EXERCISE OBJECTIVE:
Rewrite all of the entries below as a numbered list, omitting any blank lines.

## begin EXTRACTED DATA

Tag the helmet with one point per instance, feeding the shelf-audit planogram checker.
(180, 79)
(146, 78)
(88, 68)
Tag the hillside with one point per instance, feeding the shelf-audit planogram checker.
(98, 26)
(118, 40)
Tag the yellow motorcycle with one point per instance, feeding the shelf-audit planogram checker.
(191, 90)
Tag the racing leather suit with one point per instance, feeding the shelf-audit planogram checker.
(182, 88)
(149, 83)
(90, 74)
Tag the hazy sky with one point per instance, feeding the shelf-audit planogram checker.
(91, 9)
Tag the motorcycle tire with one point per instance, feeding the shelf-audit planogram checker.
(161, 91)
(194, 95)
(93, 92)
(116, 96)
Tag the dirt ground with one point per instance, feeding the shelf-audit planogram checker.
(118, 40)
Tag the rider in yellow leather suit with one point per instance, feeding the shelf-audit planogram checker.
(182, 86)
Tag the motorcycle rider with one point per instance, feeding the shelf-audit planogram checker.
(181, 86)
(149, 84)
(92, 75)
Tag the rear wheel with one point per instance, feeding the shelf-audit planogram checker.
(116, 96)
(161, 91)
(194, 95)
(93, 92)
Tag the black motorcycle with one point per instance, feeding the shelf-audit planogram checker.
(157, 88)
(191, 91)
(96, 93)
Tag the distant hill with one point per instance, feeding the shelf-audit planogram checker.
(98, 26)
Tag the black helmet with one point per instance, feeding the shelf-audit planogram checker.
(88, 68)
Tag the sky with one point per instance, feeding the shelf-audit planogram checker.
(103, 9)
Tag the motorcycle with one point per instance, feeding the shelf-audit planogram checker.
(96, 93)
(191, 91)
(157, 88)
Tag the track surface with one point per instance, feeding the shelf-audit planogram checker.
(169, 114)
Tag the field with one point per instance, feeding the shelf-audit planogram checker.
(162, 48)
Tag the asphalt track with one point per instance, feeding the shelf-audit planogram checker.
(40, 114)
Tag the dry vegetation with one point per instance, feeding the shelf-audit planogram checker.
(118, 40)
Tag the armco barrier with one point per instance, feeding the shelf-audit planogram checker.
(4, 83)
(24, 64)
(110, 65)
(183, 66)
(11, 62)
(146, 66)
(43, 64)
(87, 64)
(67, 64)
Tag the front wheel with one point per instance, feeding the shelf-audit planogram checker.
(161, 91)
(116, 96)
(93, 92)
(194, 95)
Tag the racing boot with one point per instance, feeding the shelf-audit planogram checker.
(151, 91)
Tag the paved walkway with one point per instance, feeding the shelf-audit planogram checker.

## end EXTRACTED DATA

SOLUTION TO THIS EXERCISE:
1. Tag the helmet with one point per instance, feeding the shelf-audit planogram checker.
2. (180, 79)
3. (146, 78)
4. (88, 68)
5. Tag the hillside with one point per instance, feeding the shelf-audit planogram checker.
6. (98, 26)
7. (118, 40)
8. Tag the yellow motorcycle with one point per instance, feeding the shelf-audit planogram checker.
9. (191, 90)
10. Tag the racing leather suit with one point per instance, feeding the shelf-audit planogram checker.
11. (182, 88)
12. (149, 83)
13. (90, 74)
14. Tag the hazy sky with one point per instance, feeding the shelf-audit planogram checker.
15. (91, 9)
16. Tag the motorcycle tire with one point per instance, feeding the shelf-audit planogram checker.
17. (161, 91)
18. (194, 95)
19. (93, 92)
20. (116, 96)
21. Tag the dirt ground with one point per instance, feeding the shelf-audit planogram checker.
22. (118, 40)
23. Tag the rider in yellow leather suit with one point per instance, feeding the shelf-audit planogram checker.
24. (182, 86)
25. Tag the motorcycle rider with one point per instance, feeding the shelf-audit planogram checker.
26. (181, 86)
27. (149, 84)
28. (92, 75)
29. Tag the rear wheel with one point per instance, feeding the shelf-audit planogram checker.
30. (116, 96)
31. (161, 91)
32. (194, 95)
33. (93, 92)
34. Tag the black motorcycle with one point per instance, feeding the shelf-audit planogram checker.
35. (157, 88)
36. (191, 91)
37. (96, 93)
38. Tag the distant hill with one point per instance, feeding the shelf-audit planogram checker.
39. (98, 26)
40. Tag the black helmet with one point per instance, feeding the shelf-audit planogram checker.
41. (88, 68)
42. Tag the sky with one point per instance, feeding the shelf-audit planogram checker.
43. (103, 9)
44. Tag the motorcycle with one point per instance, feeding the shelf-audit planogram checker.
45. (96, 93)
46. (191, 91)
47. (157, 88)
48. Tag the track surface with one point per instance, feeding the shelf-audit planogram checker.
49. (169, 114)
50. Tag the field with one point per instance, feeding the shelf-audit planogram checker.
51. (162, 48)
52. Tag the asphalt track with one point per instance, feeding the shelf-audit planogram checker.
53. (40, 114)
54. Tag the dry vegetation with one point per instance, feeding the shelf-audit planogram checker.
55. (118, 40)
56. Tag the armco barrier with one point per instance, feeding the shelf-audit planogram checker.
57. (4, 83)
58. (24, 64)
59. (110, 65)
60. (183, 66)
61. (11, 62)
62. (146, 66)
63. (43, 64)
64. (87, 64)
65. (67, 64)
66. Tag the front wheel with one point per instance, feeding the shelf-audit planogram checker.
67. (161, 91)
68. (116, 96)
69. (93, 92)
70. (194, 95)
71. Tag the racing boot with one point per instance, feeding the shelf-audit planogram checker.
72. (151, 91)
73. Tag the paved walkway with one point per instance, feeding the shelf-audit planogram checker.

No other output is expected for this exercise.